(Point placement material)
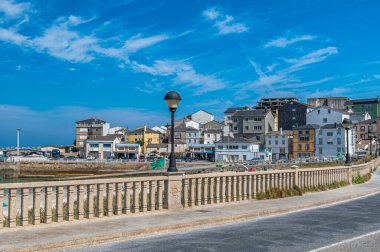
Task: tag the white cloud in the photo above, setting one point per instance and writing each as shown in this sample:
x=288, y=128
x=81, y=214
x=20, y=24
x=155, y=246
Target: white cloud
x=284, y=41
x=12, y=9
x=183, y=73
x=138, y=42
x=311, y=58
x=224, y=23
x=10, y=36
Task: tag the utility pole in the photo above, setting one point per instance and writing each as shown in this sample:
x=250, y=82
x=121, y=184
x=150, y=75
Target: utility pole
x=18, y=142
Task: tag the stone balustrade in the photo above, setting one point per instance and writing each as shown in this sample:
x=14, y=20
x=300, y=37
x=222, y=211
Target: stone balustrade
x=75, y=200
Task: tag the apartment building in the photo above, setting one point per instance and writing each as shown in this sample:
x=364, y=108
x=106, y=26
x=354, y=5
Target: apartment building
x=90, y=128
x=304, y=141
x=252, y=124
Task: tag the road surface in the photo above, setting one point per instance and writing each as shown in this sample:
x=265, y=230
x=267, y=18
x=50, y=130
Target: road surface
x=351, y=226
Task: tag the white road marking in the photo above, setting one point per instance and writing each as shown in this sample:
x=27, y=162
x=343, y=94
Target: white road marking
x=345, y=241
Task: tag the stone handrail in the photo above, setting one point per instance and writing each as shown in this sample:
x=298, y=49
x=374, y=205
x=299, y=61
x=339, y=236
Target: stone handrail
x=58, y=201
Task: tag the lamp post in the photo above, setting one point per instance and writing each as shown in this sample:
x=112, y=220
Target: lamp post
x=347, y=124
x=172, y=99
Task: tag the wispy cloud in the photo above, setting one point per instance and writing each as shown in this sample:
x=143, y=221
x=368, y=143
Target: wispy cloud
x=183, y=73
x=285, y=41
x=226, y=24
x=11, y=9
x=138, y=42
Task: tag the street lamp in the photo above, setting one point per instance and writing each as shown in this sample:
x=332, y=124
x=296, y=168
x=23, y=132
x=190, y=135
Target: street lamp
x=347, y=124
x=172, y=99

→ REQUIREMENT: Write out all of the material above line for line, with no changes, and omit the pictures.

→ RESULT:
Task: tag the white cloud in the photo above, setting one point per instance and writing each as shown in this sample:
x=288, y=128
x=81, y=214
x=20, y=24
x=155, y=246
Target: white cloud
x=284, y=41
x=12, y=9
x=183, y=73
x=138, y=42
x=311, y=58
x=224, y=23
x=10, y=36
Task: tag the utility pole in the photo above, setting one point per instance and writing each as shown in this sample:
x=250, y=82
x=121, y=184
x=150, y=75
Target: utility pole
x=18, y=142
Task: tag the stone balustrade in the photo above, setting one point per instance and writing each as shown in this sample:
x=14, y=20
x=300, y=37
x=222, y=211
Target: stone balustrade
x=75, y=200
Task: tag the apartment building in the photo above, setting one point per instance and writing each as shown in this sample:
x=364, y=108
x=106, y=26
x=354, y=5
Target: apartment building
x=90, y=128
x=304, y=141
x=252, y=124
Task: tag the road surface in the photo above, setting one point per instance and writing each as shown in this sample:
x=265, y=230
x=267, y=18
x=50, y=130
Target: road surface
x=351, y=226
Task: tag the white road marking in the photo above, setting one point per instance and writing each as shown in this sample:
x=27, y=162
x=343, y=94
Target: white road marking
x=345, y=241
Task: tag the stone handrail in the photo above, setting one point per instance and writing each as shown in this sample:
x=298, y=49
x=374, y=205
x=299, y=61
x=339, y=236
Target: stone handrail
x=58, y=201
Task: tag the lamp post in the photo above, setting one point per instance and writing each as shown in this sample:
x=112, y=220
Target: lamp post
x=347, y=124
x=172, y=99
Task: tag the wispy cloud in the photo above, setting one point per instance and writing each as shown in this sample:
x=143, y=221
x=368, y=143
Target: wispy cloud
x=183, y=73
x=285, y=41
x=226, y=24
x=11, y=9
x=138, y=42
Task: tag the street lamp in the photo above, setting one point per instance and writing each as shown in this sample:
x=332, y=124
x=296, y=168
x=23, y=132
x=190, y=135
Target: street lamp
x=347, y=124
x=172, y=99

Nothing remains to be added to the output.